### Source excerpt
However, daily transactions have dropped to around 20,000 since May after trending above 100,000 in February.

Live Proposals

LIPs authored by Josh Stevens, a senior principal engineer at Aave and Lens contributor, are already live on GitHub.

While LIP-0 advocated for establishing the formal LIP process, subsequent LIPs propose developing open technical standards to accelerate development and enable interoperability across the Lens ecosystem.

“This uniformity will enable developers and researchers to work more effectively together, reducing the time and effort spent on understanding and adapting to different proprietary systems,” Stevens wrote.

“We want to be a community-ran project with standards shaped by everyone.”

LIP-1 recommends standards for building Lens-based algorithms to promote interoperability and collaboration.

LIP-2 proposes expanding on the “flat” metadata structure currently used by the protocol with multiple standards. The proposal would allow community members to develop new standards on top of those that currently exist.

LIP-3 proposes standards for sharing Lens-based profiles and publications within the Lens ecosystem. The proposal spans a Lens App registry, a format for sharing Lens links, and a user interface to handle links. LIP-3 notes users have experienced dead links as a result of how links are formatted by mobile or web-only applications on Lens.

Lens also began beta-testing Momoka, its bespoke Layer 3 scaling solution, in May. Momoka enables Lens content to be stored off-chain to significantly reduce transaction fees.

### Data excerpts
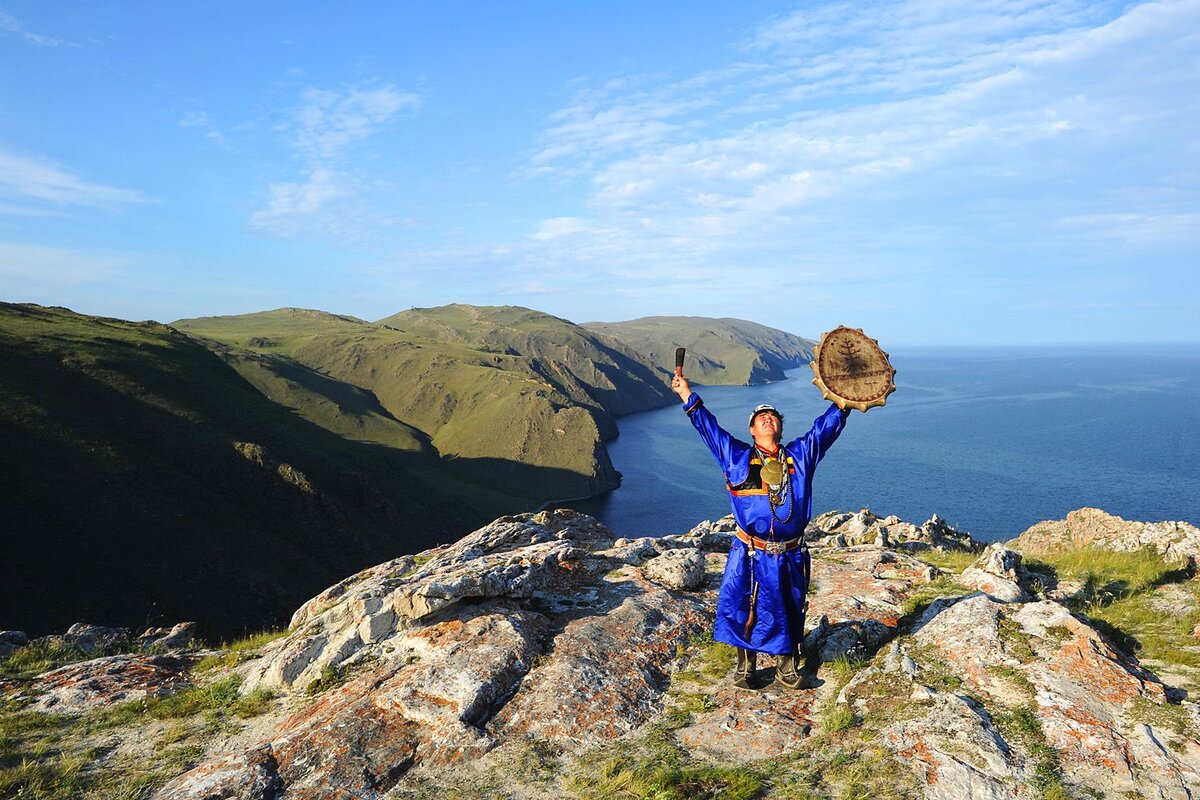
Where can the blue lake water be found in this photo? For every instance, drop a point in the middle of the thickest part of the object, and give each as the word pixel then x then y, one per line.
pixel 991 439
---
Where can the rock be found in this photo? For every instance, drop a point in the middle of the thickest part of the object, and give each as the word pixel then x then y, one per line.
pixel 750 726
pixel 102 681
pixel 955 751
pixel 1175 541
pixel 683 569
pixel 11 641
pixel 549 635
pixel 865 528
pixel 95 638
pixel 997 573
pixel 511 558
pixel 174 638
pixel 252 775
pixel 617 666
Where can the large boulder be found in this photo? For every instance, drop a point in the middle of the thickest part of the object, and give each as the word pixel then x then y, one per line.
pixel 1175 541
---
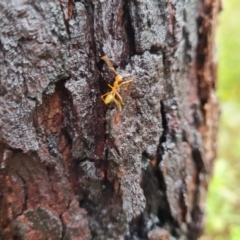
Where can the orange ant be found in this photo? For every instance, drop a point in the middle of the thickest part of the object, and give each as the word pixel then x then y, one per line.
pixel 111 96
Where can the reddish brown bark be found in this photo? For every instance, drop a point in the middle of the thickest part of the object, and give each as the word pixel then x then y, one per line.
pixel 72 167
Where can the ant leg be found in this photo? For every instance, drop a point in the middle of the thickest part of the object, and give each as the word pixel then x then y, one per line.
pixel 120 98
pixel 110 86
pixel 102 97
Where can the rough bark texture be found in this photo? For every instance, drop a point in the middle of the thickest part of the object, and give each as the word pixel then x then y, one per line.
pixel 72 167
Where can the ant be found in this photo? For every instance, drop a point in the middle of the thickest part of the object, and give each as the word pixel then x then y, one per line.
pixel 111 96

### Exercise requirements
A - Render this sentence from the Lens proposals passage in Spanish: "LIP-1 recommends standards for building Lens-based algorithms to promote interoperability and collaboration."
B - From the records, output verbatim the lines beginning with the one that contains "Where can the rock" and continuing through the one that contains "pixel 617 666", both included.
The passage on Lens proposals and the records come from separate, unrelated sources.

### Results for each task
A - LIP-1 recomienda estándares para crear algoritmos basados en Lens con el fin de promover la interoperabilidad y la colaboración.

B -
Where can the rock be found in this photo? For every instance, drop a point in the middle of the thickest part of the object, and give each as the word pixel then x then y, one per line.
pixel 750 726
pixel 102 681
pixel 955 751
pixel 1175 541
pixel 683 569
pixel 11 641
pixel 549 635
pixel 865 528
pixel 95 638
pixel 997 573
pixel 511 558
pixel 174 638
pixel 252 775
pixel 617 666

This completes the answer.